Reproduce every line of the data below verbatim, with no alterations.

[Location identification items]
::::::

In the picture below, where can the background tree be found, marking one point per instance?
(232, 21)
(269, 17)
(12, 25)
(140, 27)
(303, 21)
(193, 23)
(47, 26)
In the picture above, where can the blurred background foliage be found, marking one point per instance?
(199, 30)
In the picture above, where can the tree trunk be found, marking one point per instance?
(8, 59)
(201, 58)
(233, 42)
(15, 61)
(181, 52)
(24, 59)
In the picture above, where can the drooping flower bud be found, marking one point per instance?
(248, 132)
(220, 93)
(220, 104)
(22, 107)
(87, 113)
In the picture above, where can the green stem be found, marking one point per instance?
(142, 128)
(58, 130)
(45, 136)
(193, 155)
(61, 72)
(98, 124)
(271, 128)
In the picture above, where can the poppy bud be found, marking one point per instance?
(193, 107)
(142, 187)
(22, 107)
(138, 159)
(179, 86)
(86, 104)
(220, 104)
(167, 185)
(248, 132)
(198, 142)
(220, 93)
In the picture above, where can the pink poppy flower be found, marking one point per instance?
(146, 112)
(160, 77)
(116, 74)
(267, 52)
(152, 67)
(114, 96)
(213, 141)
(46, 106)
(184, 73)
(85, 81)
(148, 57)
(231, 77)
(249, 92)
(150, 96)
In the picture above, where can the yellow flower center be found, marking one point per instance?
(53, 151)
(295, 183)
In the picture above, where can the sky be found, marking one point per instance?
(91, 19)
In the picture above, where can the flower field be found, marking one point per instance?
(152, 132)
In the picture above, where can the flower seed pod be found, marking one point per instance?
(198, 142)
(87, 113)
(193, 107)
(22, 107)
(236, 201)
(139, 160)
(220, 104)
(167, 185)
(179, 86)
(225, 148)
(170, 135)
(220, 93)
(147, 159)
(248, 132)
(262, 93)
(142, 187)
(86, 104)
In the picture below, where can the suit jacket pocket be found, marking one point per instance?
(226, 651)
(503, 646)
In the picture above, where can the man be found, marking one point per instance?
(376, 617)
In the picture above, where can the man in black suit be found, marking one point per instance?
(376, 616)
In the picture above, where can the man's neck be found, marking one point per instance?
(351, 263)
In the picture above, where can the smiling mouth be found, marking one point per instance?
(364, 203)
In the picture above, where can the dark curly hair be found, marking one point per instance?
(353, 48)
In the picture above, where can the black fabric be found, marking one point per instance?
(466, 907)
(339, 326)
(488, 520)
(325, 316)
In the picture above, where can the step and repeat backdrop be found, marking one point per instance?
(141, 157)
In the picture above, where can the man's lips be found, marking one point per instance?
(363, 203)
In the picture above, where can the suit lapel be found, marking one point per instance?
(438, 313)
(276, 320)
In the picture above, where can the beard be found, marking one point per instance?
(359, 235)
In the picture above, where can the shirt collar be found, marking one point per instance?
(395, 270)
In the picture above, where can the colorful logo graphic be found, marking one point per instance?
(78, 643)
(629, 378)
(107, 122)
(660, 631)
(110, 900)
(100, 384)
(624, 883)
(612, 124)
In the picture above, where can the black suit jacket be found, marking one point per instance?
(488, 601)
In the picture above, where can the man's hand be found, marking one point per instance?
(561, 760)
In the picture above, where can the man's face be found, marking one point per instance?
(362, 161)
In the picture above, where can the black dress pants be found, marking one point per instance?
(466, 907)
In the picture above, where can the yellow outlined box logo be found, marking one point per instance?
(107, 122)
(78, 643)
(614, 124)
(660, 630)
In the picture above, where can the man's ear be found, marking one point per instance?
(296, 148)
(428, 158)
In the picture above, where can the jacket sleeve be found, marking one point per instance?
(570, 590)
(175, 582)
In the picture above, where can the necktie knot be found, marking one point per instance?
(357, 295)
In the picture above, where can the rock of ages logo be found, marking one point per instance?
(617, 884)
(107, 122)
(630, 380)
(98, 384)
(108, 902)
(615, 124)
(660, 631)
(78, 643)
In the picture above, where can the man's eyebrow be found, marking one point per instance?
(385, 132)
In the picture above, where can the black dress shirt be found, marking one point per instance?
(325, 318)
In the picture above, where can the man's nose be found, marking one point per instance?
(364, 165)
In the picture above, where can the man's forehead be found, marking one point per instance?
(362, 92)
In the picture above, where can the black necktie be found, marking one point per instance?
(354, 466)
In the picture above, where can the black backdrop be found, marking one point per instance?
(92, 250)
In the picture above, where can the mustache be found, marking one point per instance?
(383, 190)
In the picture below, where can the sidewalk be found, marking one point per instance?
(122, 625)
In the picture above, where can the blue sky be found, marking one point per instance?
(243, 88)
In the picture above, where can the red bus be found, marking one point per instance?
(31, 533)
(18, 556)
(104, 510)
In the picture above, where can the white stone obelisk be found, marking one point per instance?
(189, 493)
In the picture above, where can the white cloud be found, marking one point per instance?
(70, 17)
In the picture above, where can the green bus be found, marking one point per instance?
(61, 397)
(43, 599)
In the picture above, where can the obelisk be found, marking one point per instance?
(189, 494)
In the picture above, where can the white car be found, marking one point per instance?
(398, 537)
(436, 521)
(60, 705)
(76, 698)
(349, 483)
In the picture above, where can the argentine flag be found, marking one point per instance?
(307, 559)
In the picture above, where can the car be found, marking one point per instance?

::::::

(Final answer):
In the picture below, where can the background tree be found, marking one point per instance?
(232, 21)
(269, 17)
(12, 25)
(140, 27)
(303, 21)
(193, 23)
(47, 26)
In the picture above, where can the blurred background foliage be found, marking one point per instance?
(199, 30)
In the picture above, where can the tree trunk be found, marking one point per instance?
(8, 59)
(201, 58)
(233, 42)
(15, 61)
(181, 52)
(24, 59)
In the picture above, where can the drooping flower bud be found, marking one point per instance?
(248, 132)
(220, 93)
(220, 104)
(22, 107)
(87, 113)
In the picture above, where can the green stem be found, marking one point per instance?
(142, 128)
(58, 130)
(45, 136)
(193, 155)
(61, 72)
(98, 124)
(271, 128)
In the picture above, where can the poppy bud be found, marking one point per instance?
(193, 107)
(142, 187)
(22, 107)
(138, 159)
(179, 86)
(86, 104)
(220, 104)
(167, 185)
(248, 132)
(198, 142)
(220, 93)
In the picture above, where can the pink poppy flower be found, marking one point per instance?
(146, 112)
(160, 77)
(116, 74)
(267, 52)
(152, 67)
(114, 96)
(213, 141)
(46, 106)
(184, 73)
(85, 81)
(148, 57)
(231, 77)
(249, 92)
(150, 96)
In the picture above, where can the yellow flower center be found, marking one point per instance?
(53, 151)
(295, 183)
In the picture above, where can the sky be found, marking one point per instance?
(91, 19)
In the picture above, where can the flower field be found, marking one point per instance?
(152, 132)
In the picture above, where can the flower seed pod be found, marking one point per instance?
(198, 142)
(87, 113)
(193, 107)
(22, 107)
(236, 201)
(139, 160)
(220, 104)
(167, 185)
(179, 86)
(225, 148)
(170, 135)
(220, 93)
(147, 159)
(248, 132)
(262, 93)
(142, 187)
(86, 104)
In the picture below, where can the suit jacket pocket be found, marking one point per instance?
(226, 651)
(503, 646)
In the picture above, where can the man be found, marking one point per instance?
(376, 617)
In the picture above, where can the man in black suit be found, marking one point per instance?
(376, 616)
In the picture above, where can the man's neck be found, marking one point per instance?
(351, 263)
In the picture above, where can the smiling mouth be found, marking one point per instance?
(364, 203)
In the picture above, where can the dark curly hair be found, marking one point per instance?
(353, 48)
In the picture above, where can the black fabric be found, marking one point per instance?
(466, 907)
(339, 326)
(488, 520)
(325, 316)
In the picture above, where can the step and repeat backdrop be found, marking one point per instance?
(141, 157)
In the picture above, where can the man's lips be found, marking one point per instance?
(363, 203)
In the picture above, where can the suit lapel be found, marking one point per instance?
(438, 313)
(276, 320)
In the picture above, where can the beard be found, marking one point per instance?
(359, 235)
In the picture above, where can the shirt collar be found, marking one point per instance?
(395, 270)
In the picture above, where can the colorful logo graphic be found, marking one point per instance?
(78, 643)
(629, 378)
(107, 122)
(660, 631)
(110, 900)
(100, 384)
(624, 883)
(612, 124)
In the picture above, where can the black suit jacket be found, marking one point per instance?
(488, 601)
In the picture above, where can the man's hand be found, marking one point per instance?
(561, 760)
In the picture above, where can the man's face be found, marking one point per instance?
(362, 161)
In the picture above, where can the black dress pants be found, marking one point per instance?
(466, 907)
In the picture above, where can the yellow outlined box logo be found, marking one point per instance?
(107, 122)
(78, 643)
(614, 124)
(660, 630)
In the picture above, where can the man's ear be found, marking one point per instance?
(296, 148)
(428, 158)
In the picture above, where can the jacket sleeve be found, marking one point per instance?
(570, 590)
(175, 582)
In the picture above, where can the necktie knot be found, marking one point per instance?
(357, 295)
In the picture above, where can the rock of ages logo be found, marking one point per instance?
(617, 884)
(107, 122)
(630, 380)
(98, 384)
(108, 902)
(615, 124)
(660, 631)
(78, 643)
In the picture above, where can the man's eyebrow be found, marking one point per instance?
(385, 132)
In the picture above, where can the black dress shirt be found, marking one point per instance?
(325, 318)
In the picture above, where can the man's nose be found, marking one point per instance?
(364, 165)
In the picture above, where can the man's forehead be found, marking one point per instance?
(362, 92)
In the picture above, where can the black necktie be found, marking one point per instance?
(354, 466)
In the picture above, where can the black backdrop be found, marking one point per instance?
(92, 250)
In the picture above, where can the mustache be found, marking one point per instance?
(383, 190)
In the picture below, where can the sidewalk be found, marking one point per instance?
(122, 625)
In the picture above, where can the blue sky be found, marking one point per instance?
(243, 88)
In the picture above, where can the red bus be found, marking one point per instance?
(31, 533)
(18, 556)
(104, 510)
In the picture above, where can the white stone obelisk be found, marking one point per instance?
(189, 493)
In the picture above, where can the white cloud be found, marking one point per instance?
(70, 17)
In the picture above, where can the green bus be found, marking one point per instance?
(61, 397)
(43, 599)
In the picture above, where can the obelisk be found, marking one point per instance?
(189, 494)
In the picture above, where can the white car be found, marking one point per instance?
(398, 537)
(436, 521)
(60, 705)
(76, 698)
(349, 483)
In the picture above, where can the argentine flag be found, marking one point per instance?
(307, 559)
In the picture above, where can the car be found, marking one point per instance?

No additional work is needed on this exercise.